**** Input records

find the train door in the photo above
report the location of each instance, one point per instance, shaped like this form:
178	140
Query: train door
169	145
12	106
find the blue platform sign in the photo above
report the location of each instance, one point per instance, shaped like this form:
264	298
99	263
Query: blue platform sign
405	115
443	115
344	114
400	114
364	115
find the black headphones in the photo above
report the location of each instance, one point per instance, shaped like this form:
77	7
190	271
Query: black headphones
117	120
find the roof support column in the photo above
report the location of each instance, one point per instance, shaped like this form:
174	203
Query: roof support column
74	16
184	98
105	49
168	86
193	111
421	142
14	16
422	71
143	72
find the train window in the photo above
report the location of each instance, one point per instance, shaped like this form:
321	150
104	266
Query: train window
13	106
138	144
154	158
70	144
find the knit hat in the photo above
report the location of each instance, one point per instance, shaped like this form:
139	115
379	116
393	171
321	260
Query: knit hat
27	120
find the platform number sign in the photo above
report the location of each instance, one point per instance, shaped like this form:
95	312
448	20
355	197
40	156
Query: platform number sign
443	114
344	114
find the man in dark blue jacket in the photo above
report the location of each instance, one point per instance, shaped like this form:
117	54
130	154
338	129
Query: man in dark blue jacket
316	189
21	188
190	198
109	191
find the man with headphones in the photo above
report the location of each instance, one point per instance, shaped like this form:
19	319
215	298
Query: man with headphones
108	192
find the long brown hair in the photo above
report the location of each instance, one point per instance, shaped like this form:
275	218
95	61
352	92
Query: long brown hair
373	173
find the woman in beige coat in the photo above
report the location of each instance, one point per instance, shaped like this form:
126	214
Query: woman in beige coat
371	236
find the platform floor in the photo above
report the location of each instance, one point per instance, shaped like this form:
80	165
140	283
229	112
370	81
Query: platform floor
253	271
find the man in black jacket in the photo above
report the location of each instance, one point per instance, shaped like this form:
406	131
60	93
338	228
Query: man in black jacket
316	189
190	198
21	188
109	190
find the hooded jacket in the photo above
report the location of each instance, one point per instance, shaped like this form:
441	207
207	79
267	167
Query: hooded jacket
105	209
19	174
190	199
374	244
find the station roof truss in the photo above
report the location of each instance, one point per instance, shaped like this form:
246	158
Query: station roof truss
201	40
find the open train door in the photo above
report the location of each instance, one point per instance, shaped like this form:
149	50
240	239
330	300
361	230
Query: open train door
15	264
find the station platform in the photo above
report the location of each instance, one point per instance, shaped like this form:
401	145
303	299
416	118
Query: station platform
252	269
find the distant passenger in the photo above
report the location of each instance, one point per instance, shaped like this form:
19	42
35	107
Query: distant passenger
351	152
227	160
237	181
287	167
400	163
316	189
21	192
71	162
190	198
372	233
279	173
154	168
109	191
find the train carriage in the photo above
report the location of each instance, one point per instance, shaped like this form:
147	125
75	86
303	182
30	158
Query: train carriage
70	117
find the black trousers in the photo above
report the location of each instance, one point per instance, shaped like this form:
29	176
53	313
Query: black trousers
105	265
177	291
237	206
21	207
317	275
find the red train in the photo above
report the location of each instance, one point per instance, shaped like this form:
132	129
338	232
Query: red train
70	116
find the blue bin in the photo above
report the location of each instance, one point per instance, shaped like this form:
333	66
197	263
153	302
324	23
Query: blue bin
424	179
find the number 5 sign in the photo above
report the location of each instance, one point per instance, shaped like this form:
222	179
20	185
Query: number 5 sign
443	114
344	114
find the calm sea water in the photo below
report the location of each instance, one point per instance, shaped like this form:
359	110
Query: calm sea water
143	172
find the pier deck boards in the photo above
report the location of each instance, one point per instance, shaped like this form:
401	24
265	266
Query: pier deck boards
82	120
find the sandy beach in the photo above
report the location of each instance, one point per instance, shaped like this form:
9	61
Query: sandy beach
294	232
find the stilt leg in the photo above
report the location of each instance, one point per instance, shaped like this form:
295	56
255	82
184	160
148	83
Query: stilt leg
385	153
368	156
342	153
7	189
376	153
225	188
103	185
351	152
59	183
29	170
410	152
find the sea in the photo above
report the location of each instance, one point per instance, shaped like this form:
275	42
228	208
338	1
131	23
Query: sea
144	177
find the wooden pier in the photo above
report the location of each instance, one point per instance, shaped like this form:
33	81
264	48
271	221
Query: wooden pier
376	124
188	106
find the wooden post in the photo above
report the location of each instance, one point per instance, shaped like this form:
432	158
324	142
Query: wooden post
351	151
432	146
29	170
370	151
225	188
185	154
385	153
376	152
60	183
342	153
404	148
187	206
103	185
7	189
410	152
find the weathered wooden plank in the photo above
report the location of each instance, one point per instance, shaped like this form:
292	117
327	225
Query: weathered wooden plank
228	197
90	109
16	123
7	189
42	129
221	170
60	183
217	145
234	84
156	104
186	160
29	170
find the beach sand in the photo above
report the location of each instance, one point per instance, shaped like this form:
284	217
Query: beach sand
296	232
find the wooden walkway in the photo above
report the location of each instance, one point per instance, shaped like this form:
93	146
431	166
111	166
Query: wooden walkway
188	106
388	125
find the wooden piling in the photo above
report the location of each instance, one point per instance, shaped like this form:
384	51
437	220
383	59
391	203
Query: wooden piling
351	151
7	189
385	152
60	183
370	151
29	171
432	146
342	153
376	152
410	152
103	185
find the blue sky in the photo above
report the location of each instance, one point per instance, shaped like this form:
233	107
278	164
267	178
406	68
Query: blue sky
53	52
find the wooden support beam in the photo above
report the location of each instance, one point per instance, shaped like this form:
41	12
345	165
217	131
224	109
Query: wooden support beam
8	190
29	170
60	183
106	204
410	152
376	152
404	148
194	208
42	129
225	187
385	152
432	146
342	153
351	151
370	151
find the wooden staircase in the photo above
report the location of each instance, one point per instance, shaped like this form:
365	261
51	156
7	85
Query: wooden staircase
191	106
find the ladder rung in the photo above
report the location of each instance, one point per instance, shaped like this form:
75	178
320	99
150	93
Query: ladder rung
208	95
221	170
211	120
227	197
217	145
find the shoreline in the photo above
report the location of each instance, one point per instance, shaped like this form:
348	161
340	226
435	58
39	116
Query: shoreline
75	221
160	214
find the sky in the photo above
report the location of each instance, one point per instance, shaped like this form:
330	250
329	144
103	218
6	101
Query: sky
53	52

********

-- Task brief --
Your answer should be the data above, retyped in full and unaltered.

-- Solution to the exercise --
find the train door in the photo above
report the location of each instance, one point per instance, shaped like this form:
178	140
Query: train door
169	145
12	106
find the blue platform sign in the photo above
report the location of each instance, one point per instance, shaped like this form:
264	298
99	263
Query: blue platform sign
405	115
443	115
344	114
400	114
364	115
find the black headphones in the photo above
report the location of each instance, one point per instance, shaped like this form:
77	7
190	271
Query: black headphones
117	120
find the roof support column in the photo above
report the location of each instance, one point per instance, shaped like this form:
174	203
Query: roof support column
74	16
184	98
105	49
168	86
193	111
421	142
14	16
422	71
143	72
find the train window in the photo above
report the location of each instance, one point per instance, shaped like this form:
321	150
104	266
Query: train window
13	106
138	144
154	158
70	144
find the knit hat in the photo above
report the location of each instance, one point per instance, shaped like this form:
139	115
379	116
393	171
321	260
Query: knit hat
27	120
find the platform number sign in the photo above
report the location of each instance, one point per instance, shaped like this form:
95	312
448	20
355	197
40	156
Query: platform number sign
443	114
344	114
find the man in dark blue jacket in the photo above
report the location of each instance, one point per instance, shaped like this form:
117	54
130	154
338	129
Query: man in dark blue jacket
316	189
21	188
190	198
109	191
find the man with headphones in the photo above
report the location of each instance, one point per instance, shaped like this form:
19	319
215	298
Query: man with headphones
108	192
find the long brown hair in the photo above
report the location of each instance, one point per instance, shaped like this form:
275	218
95	61
352	92
Query: long brown hair
373	173
find the woman in beige coat in the photo above
report the location of each instance, one point per instance, shaped like this form:
126	214
Query: woman in beige coat
371	236
find the platform floor in the photo above
report the location of each instance, one point per instance, shaped like this form:
80	165
140	283
229	112
370	81
Query: platform floor
253	271
find the man in black jacket in the photo above
report the location of each instance, one point per instance, shaped like this form:
406	131
60	93
338	228
Query: man in black jacket
316	189
190	198
21	188
109	190
find the hooded jacket in the photo above
report the location of each instance, one point per instance, shaped like this form:
441	207
207	79
267	167
Query: hooded jacket
105	209
19	174
190	199
374	244
find the station roof truss in the photo above
report the location of each instance, one point per instance, shaped like this form:
246	158
Query: station roof truss
201	40
find the open train door in the photo above
report the location of each instance, one point per instance, shaped like this form:
149	50
240	239
330	300
361	230
Query: open train door
15	264
find the station platform in the photo above
report the location of each instance, one point per instance, shaped like this form:
401	145
303	299
416	118
Query: station platform
252	269
find the distant passenger in the photo above
report the location of each instance, one point per instance, shaped like this form:
19	42
35	107
Query: distant passenger
351	152
227	160
237	181
287	167
400	163
316	189
21	192
71	162
190	198
372	233
279	173
154	168
109	191
find the train carriage in the photo above
report the location of each instance, one point per instance, shaped like this form:
147	125
75	86
303	182
30	158
Query: train carriage
70	117
find the black trousers in the photo above
report the location of each instance, one point per instance, shaped like this form:
29	176
53	313
Query: black trousers
105	265
177	291
237	206
21	207
317	275
find the red train in the photo above
report the location of each instance, one point per instance, shaped like this form:
132	129
338	232
Query: red train
70	116
find the blue bin in the photo above
report the location of each instance, one point per instance, shaped like this form:
333	66
197	263
153	302
324	23
Query: blue bin
424	179
find the number 5 sign in the photo above
report the location of each instance, one point per instance, shaped like this form:
222	179
20	185
Query: number 5 sign
443	114
344	114
find the calm sea water in the photo below
report the location of each instance, one point per instance, shaped like this form:
359	110
Query: calm sea water
143	172
find the pier deck boards in the photo above
report the location of each instance, one point per instance, shaped like this form:
401	24
265	266
Query: pier deck boards
82	120
find the sandy beach in the photo above
report the location of each instance, one point per instance, shaped like this form:
9	61
Query: sandy beach
294	232
find the stilt leg in the photo above
report the location of each instance, one point per instance, shaped like this form:
295	56
255	82
184	160
148	83
Query: stilt leg
385	153
368	156
342	153
7	189
376	153
225	188
103	185
351	152
59	183
29	170
410	152
find the sea in the photo above
report the location of each instance, one point per instance, shaped like this form:
275	42
228	208
338	1
131	23
Query: sea
144	177
find the wooden pier in the photo above
report the location of each instance, one point per instance, shaped like this form:
33	81
264	48
271	221
Query: wooden pier
376	124
188	106
find the wooden post in the photo above
report the location of each instance, one point per instance, shaped like this form:
432	158
324	142
Query: wooden post
351	151
432	146
29	170
370	151
225	188
185	154
385	153
376	152
60	183
342	153
404	148
187	206
103	185
7	189
410	152
find the weathered wooden plank in the photo above
report the location of each instance, one point per instance, shaped like this form:
292	117
327	225
Query: weathered wooden plank
228	197
90	109
16	123
7	189
42	129
221	170
60	183
217	145
234	84
156	104
186	160
29	170
find the beach sand in the photo above
report the location of each instance, one point per instance, shaped like this form:
284	217
Query: beach sand
296	232
find the wooden walkway in the photo above
report the location of each instance, one point per instance, shaped like this form:
93	146
431	166
111	166
Query: wooden walkway
188	106
388	125
find the wooden piling in the photo above
report the location of each instance, one point per instance, shaped like this form:
384	51
437	220
383	59
391	203
Query: wooden piling
351	151
7	189
385	152
60	183
370	151
29	171
432	146
342	153
376	152
410	152
103	185
find the blue sky in the photo above
report the location of each instance, one point per instance, shaped like this form:
233	107
278	164
267	178
406	68
Query: blue sky
53	52
find the wooden support beam in the photo above
report the location of each instance, one point per instance, shaped like this form:
41	12
345	165
217	131
224	109
Query: wooden support beam
8	190
29	170
60	183
106	204
410	152
376	152
404	148
194	208
42	129
225	187
385	152
432	146
342	153
351	151
370	151
find the wooden staircase in the photo above
report the location of each instance, one point per instance, shaped like this form:
365	261
51	156
7	85
Query: wooden staircase
191	106
find the ladder rung in the photo above
report the location of each instance, one point per instance, shaped like this form:
75	178
320	99
150	93
Query: ladder rung
208	95
221	170
211	120
227	197
217	145
find the shoreline in the photo above
report the location of each instance, one point per instance, shaped like this form:
348	161
340	226
435	58
39	116
Query: shoreline
75	221
160	214
find the sky in the photo above
report the location of each instance, one point per instance, shaped like this form:
330	250
329	144
103	218
6	101
Query: sky
53	52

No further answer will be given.